--- Textauszug ---
Betreibern von Müllverbrennungsanlagen ist das nassfeuchte und faulige Zeug eher ein Störfaktor, weil es schlecht brennt. Betreiber von Kläranlagen werden aber sogleich hellhörig. Denn sie haben Rückstände aus der Wasserklärung – den Klärschlamm – längst als neue nachhaltige Energiequelle entdeckt.

Beachtliche Ausbeute

Gelingt es nun, den Bioanteil aus urbanem Restmüll effizient auszusortieren, kann er in Faultürmen gemeinsam mit Klärschlamm vor sich hin verwesen und dabei Biomethan freisetzen. "Co-Vergärung nennen das Experten dann", sagt Lopes. Klingt plausibel. Der Teufel steckt aber, wie so oft, im Detail – und in diesem Fall in der Aussortierung. Denn händisch kann Biomüll nicht aus dem Restmüll gefischt werden. Was also tun?

Lopes kam dafür eine Erfindung eines Kollegen zu Hilfe: ein weiterentwickelter "Hydrozyklon". Mit dieser Art "Zentrifuge" kann Biomasse aus Restmüll "rausgeschleudert" werden. Dabei wird Müll zuerst mit Schreddern und Sieben zu einem Granulat von maximal zwölf Millimeter Teilchengröße zerkleinert und mit Wasser verrührt. In der Müllschleuder sondern sich dann Glas, Metalle oder Eierschalen durch ihr unterschiedliches spezifisches Gewicht von der Biomasse ab.
--- Eingabedaten ---
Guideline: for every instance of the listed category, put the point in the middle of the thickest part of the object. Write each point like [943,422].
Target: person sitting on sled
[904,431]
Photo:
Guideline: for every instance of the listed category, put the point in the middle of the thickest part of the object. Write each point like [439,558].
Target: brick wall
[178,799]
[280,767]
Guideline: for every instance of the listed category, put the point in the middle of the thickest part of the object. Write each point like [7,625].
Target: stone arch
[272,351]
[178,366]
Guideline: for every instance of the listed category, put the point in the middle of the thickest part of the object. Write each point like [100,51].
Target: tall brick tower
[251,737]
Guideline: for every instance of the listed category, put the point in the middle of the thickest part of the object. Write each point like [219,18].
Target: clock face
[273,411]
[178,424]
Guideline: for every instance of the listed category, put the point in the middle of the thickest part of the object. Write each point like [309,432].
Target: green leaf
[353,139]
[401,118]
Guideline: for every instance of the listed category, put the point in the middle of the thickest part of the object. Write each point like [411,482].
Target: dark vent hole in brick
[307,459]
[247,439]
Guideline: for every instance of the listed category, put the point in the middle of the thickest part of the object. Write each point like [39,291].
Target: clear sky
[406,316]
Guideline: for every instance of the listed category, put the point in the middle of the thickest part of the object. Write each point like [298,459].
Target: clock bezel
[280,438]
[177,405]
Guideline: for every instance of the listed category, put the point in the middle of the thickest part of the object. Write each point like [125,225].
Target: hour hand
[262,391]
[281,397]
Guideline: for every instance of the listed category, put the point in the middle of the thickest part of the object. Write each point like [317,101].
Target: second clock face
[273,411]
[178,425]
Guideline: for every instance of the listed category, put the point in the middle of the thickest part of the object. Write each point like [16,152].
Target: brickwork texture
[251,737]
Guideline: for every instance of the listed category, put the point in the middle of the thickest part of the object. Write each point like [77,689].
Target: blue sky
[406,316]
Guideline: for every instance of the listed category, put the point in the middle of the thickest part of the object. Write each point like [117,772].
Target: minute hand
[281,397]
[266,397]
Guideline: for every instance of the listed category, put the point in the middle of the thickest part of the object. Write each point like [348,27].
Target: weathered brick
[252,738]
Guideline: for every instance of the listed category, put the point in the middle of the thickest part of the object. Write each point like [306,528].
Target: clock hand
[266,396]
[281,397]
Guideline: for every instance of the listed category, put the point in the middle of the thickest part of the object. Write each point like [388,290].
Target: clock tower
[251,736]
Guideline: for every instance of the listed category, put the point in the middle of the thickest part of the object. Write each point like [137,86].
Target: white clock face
---
**Arbeitsauftrag 1:** Nenne alle Stoffe, die sich laut dem Textauszug in der Müllschleuder von der Biomasse absondern.
**Arbeitsauftrag 2:** Gib die Zeilen der Einträge ab der Zeile mit "point like [388,290]." bis zum Ende der Einträge erneut aus. Ersetze dabei "Target" durch "Object" und lass alles Übrige unverändert.
Der Textauszug und die Einträge haben nichts miteinander zu tun.

**Endgültige Antwort 1:** Glas, Metalle, Eierschalen

**Endgültige Antwort 2:**
Guideline: for every instance of the listed category, put the point in the middle of the thickest part of the object. Write each point like [388,290].
Object: clock tower
[251,736]
Guideline: for every instance of the listed category, put the point in the middle of the thickest part of the object. Write each point like [137,86].
Object: white clock face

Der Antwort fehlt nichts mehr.